- [Work instruction]
For this task, retype the records below exactly.

- [Dataset extract]

-.-.-

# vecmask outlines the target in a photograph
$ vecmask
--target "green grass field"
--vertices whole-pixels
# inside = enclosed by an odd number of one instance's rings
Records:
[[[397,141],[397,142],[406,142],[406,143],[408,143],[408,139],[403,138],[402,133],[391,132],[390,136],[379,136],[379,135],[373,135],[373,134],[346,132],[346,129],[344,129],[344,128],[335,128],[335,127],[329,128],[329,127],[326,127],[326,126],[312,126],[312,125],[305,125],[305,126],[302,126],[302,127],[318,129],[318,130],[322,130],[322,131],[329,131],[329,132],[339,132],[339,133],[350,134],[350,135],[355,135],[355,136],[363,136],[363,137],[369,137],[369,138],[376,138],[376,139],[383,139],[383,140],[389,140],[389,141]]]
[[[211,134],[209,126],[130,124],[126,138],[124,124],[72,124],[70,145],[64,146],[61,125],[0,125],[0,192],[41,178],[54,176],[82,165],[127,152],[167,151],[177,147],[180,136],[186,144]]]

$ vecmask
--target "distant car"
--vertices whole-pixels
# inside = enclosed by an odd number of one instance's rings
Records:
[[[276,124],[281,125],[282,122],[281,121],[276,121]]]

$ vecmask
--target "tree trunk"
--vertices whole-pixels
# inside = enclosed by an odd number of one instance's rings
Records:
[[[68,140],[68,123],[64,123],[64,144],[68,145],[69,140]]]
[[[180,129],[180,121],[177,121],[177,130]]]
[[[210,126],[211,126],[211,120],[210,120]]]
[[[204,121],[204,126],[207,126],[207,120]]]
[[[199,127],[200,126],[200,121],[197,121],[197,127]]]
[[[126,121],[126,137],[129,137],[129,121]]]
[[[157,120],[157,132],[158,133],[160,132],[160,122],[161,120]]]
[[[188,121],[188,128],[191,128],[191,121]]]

-.-.-

- [Solution to this problem]
# vecmask outlines the target in a photograph
$ vecmask
--target "green grass field"
--vertices whole-pixels
# inside = enclosed by an odd number of one instance's rings
Records:
[[[397,141],[397,142],[406,142],[406,143],[408,143],[408,139],[403,138],[402,133],[391,132],[390,136],[379,136],[379,135],[373,135],[373,134],[346,132],[346,129],[344,129],[344,128],[335,128],[335,127],[329,128],[329,127],[326,127],[326,126],[312,126],[312,125],[305,125],[305,126],[302,126],[302,127],[318,129],[318,130],[322,130],[322,131],[329,131],[329,132],[339,132],[339,133],[350,134],[350,135],[355,135],[355,136],[363,136],[363,137],[369,137],[369,138],[376,138],[376,139],[383,139],[383,140],[389,140],[389,141]]]
[[[211,134],[209,126],[130,124],[126,138],[124,124],[72,124],[70,145],[64,146],[61,125],[0,125],[0,192],[41,178],[54,176],[82,165],[127,152],[167,151],[177,147],[180,136],[186,144]]]

$ vecmask
--target "distant car"
--vertices whole-pixels
# inside = enclosed by an odd number of one instance's rings
Records:
[[[276,124],[281,125],[282,122],[281,121],[276,121]]]

$ vecmask
--target "tree trunk"
--vertices whole-pixels
# inside = enclosed by an odd number of one instance's rings
Records:
[[[68,140],[68,123],[64,123],[64,144],[68,145],[69,140]]]
[[[180,129],[180,121],[177,121],[177,130]]]
[[[210,126],[211,126],[211,120],[210,120]]]
[[[204,121],[204,126],[207,126],[207,120]]]
[[[199,127],[200,126],[200,121],[197,121],[197,127]]]
[[[126,121],[126,137],[129,137],[129,121]]]
[[[157,120],[157,132],[158,133],[160,132],[160,122],[161,120]]]
[[[188,121],[188,128],[191,128],[191,121]]]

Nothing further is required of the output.